Görev tanımı:
Alıntı metnin "13 Nisan 2016" sözlerinden başlayıp "anlamamaları gereken haklılardı." sözlerine kadar, bu sözler de dahil olmak üzere, olan kısmını "Tezgahtar" yerine "Satıcı" koyarak değiştirip yeniden yazın.

+++ Alıntı metin

13 Nisan 2016 Çarşamba

YENİŞEHİR'DE BİR ÖĞLE VAKTİ / SEVGİ SOYSAL

Tezgahtar en azından yeni evlilerle eski evlileri, nişanlıları, daha doğrusu para ödemeye yatkın olanla, para harcamayı engellemeye çalışanı ayırt etmeyi bilmeliydi kısaca.

Alıcılar, haklarının yendiğini anlamamaları gereken haklılardı.

-Zimmetine para geçirmek, bir memurun alcağı en doğru tavırdır. Devlet, sürekli olarak biz vatandaşların parasını zimmetine geçirmiyor mu? Bunu sezen ve gören biri, devletten şundan bundan gaspetmiş olduğu paranın pek ufak bir kısmını, aslında hakkını, kendi hakkı olmasa bile birçok insanın hakkını geri almış, fena mı? ben memur olmak inekliğine düşsem aynı şeyi yaparım. Sadece daha akıllı biçimde. Devletin parasını zimmetine geçirmek için ille muhasip olup sonra yakalanarak hapse düşmek gerekmez. Bak onun yerine müteahhitlik yaparsın. Bir ihaleye girer, sonra sevlete, üstüne aldığın işi iyice pahalıya mal edersin. Her şey usulüne göre olur. Her işin altında yüksek memurların imzaları olur. zimmetine para geçirmiş olan zavallı muhasebecinin suçunu tespit edip onu adaletin pençesine veren yüksek memurların. Üstüne üstlük çevrede akıllı işbilir adam diye saygı görürsün. Karın, benim aptal anam gibi kocasından utanmaz.

++++++
+++ Sağlanan veriler

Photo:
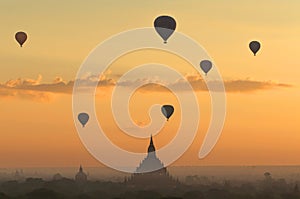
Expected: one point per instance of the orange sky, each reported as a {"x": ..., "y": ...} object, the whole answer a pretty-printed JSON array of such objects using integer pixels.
[{"x": 263, "y": 92}]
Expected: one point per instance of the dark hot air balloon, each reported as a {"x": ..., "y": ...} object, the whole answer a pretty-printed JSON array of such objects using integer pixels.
[
  {"x": 206, "y": 65},
  {"x": 165, "y": 26},
  {"x": 254, "y": 46},
  {"x": 167, "y": 110},
  {"x": 83, "y": 118},
  {"x": 21, "y": 37}
]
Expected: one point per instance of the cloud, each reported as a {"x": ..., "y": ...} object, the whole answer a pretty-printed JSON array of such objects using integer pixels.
[
  {"x": 198, "y": 84},
  {"x": 26, "y": 88}
]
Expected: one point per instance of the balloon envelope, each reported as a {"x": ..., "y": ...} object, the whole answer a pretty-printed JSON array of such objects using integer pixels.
[
  {"x": 167, "y": 110},
  {"x": 165, "y": 26},
  {"x": 206, "y": 65},
  {"x": 21, "y": 37},
  {"x": 254, "y": 46},
  {"x": 83, "y": 118}
]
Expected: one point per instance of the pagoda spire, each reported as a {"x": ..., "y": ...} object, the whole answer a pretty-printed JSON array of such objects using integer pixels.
[{"x": 151, "y": 147}]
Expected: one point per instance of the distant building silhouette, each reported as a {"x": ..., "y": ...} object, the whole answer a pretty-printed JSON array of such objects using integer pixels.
[
  {"x": 158, "y": 177},
  {"x": 57, "y": 176},
  {"x": 81, "y": 177}
]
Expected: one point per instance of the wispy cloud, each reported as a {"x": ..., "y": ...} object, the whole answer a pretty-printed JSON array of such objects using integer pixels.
[{"x": 26, "y": 88}]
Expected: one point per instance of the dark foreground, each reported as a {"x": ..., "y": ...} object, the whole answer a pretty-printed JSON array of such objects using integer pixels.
[{"x": 37, "y": 188}]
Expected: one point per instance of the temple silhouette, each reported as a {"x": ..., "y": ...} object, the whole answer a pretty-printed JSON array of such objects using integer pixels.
[{"x": 158, "y": 175}]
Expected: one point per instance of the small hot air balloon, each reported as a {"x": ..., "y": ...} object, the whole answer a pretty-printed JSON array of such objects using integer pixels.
[
  {"x": 206, "y": 65},
  {"x": 165, "y": 26},
  {"x": 83, "y": 118},
  {"x": 21, "y": 37},
  {"x": 167, "y": 110},
  {"x": 254, "y": 46}
]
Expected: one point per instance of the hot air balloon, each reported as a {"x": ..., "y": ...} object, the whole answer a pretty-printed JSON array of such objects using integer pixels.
[
  {"x": 167, "y": 110},
  {"x": 254, "y": 46},
  {"x": 206, "y": 65},
  {"x": 21, "y": 37},
  {"x": 165, "y": 26},
  {"x": 83, "y": 118}
]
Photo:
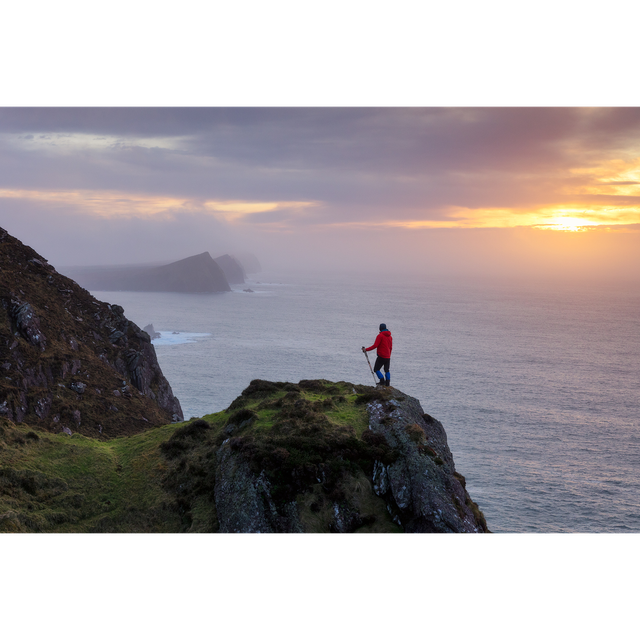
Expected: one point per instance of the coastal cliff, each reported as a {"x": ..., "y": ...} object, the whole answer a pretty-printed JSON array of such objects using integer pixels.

++++++

Yazılı yanıt:
13 Nisan 2016 Çarşamba

YENİŞEHİR'DE BİR ÖĞLE VAKTİ / SEVGİ SOYSAL

Satıcı en azından yeni evlilerle eski evlileri, nişanlıları, daha doğrusu para ödemeye yatkın olanla, para harcamayı engellemeye çalışanı ayırt etmeyi bilmeliydi kısaca.

Alıcılar, haklarının yendiğini anlamamaları gereken haklılardı.